▶ SHORT EXERCISE:
Report each line below that contains the word "balcony", copying every such line in full.

[BEGIN MATERIALS PROVIDED]

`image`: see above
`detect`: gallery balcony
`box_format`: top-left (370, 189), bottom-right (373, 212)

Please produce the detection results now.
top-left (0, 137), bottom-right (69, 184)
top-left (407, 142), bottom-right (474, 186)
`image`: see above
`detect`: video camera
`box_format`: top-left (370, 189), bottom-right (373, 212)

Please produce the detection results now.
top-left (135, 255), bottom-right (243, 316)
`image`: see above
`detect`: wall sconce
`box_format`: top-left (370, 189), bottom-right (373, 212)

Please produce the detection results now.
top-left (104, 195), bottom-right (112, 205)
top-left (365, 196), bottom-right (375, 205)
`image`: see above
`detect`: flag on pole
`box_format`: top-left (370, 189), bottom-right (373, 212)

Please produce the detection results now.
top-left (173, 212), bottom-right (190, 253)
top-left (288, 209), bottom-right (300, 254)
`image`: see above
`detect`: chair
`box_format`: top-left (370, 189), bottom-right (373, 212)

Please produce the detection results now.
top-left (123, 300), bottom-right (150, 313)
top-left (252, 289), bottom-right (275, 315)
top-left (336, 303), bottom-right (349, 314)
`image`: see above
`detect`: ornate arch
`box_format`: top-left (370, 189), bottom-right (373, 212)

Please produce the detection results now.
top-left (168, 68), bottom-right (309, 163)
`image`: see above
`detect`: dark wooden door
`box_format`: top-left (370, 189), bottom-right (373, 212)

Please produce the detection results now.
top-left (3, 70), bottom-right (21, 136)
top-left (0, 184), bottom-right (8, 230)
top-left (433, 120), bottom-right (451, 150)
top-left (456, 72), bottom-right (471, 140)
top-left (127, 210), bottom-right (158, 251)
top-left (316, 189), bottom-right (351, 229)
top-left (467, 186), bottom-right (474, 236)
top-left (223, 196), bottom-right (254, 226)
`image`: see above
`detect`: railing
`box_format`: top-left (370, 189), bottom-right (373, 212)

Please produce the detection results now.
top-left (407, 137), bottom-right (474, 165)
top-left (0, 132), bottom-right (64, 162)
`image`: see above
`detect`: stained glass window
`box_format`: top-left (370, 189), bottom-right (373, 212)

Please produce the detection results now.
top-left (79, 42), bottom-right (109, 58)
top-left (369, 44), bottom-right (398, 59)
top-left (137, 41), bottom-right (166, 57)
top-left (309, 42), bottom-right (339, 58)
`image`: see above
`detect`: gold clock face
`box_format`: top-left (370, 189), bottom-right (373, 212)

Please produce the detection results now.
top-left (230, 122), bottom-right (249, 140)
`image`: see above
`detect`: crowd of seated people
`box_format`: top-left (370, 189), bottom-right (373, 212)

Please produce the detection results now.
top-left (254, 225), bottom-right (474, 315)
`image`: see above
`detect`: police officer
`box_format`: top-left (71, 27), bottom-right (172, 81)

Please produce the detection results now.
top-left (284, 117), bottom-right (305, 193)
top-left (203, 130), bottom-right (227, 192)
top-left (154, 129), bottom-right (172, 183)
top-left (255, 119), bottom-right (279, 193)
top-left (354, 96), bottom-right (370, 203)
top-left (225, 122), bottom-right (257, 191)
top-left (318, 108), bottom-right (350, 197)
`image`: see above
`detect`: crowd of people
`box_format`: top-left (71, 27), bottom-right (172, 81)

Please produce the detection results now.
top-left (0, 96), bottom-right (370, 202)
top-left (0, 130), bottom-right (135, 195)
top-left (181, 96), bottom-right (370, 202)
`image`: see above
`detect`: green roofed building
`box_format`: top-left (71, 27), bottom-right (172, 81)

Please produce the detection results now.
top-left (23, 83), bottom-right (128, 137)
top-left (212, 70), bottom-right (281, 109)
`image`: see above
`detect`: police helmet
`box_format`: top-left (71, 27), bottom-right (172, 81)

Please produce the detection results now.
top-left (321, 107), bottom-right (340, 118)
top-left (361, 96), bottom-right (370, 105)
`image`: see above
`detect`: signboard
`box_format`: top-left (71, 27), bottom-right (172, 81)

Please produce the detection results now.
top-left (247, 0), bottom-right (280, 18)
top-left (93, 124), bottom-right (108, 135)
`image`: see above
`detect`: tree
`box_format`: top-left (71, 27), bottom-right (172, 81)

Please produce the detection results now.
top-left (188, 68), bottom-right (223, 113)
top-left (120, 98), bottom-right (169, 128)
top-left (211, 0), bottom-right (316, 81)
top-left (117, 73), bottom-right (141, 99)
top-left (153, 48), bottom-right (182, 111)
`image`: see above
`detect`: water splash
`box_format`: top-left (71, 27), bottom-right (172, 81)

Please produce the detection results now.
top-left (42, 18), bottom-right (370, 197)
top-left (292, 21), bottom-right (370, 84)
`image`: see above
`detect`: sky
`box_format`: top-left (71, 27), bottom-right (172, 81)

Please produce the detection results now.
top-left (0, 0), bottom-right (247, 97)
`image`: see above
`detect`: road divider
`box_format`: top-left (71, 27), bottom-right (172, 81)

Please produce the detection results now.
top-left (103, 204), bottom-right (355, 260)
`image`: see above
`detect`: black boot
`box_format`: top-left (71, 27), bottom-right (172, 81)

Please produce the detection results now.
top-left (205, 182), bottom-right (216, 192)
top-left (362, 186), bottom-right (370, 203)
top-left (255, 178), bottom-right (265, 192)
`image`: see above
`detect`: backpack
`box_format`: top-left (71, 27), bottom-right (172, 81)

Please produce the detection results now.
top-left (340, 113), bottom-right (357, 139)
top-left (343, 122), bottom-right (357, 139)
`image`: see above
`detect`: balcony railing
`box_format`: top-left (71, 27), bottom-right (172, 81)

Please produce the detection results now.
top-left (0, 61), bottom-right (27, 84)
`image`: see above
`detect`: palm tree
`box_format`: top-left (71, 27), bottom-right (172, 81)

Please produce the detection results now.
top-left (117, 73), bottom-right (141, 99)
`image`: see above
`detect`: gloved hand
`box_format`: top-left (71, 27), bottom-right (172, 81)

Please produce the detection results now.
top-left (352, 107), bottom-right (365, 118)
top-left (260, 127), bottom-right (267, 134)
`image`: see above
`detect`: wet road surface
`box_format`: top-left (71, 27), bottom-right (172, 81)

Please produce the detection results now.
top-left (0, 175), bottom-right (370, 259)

[END MATERIALS PROVIDED]

▶ RESPONSE TO THE EXERCISE:
`detect`: gallery balcony
`detect`: balcony railing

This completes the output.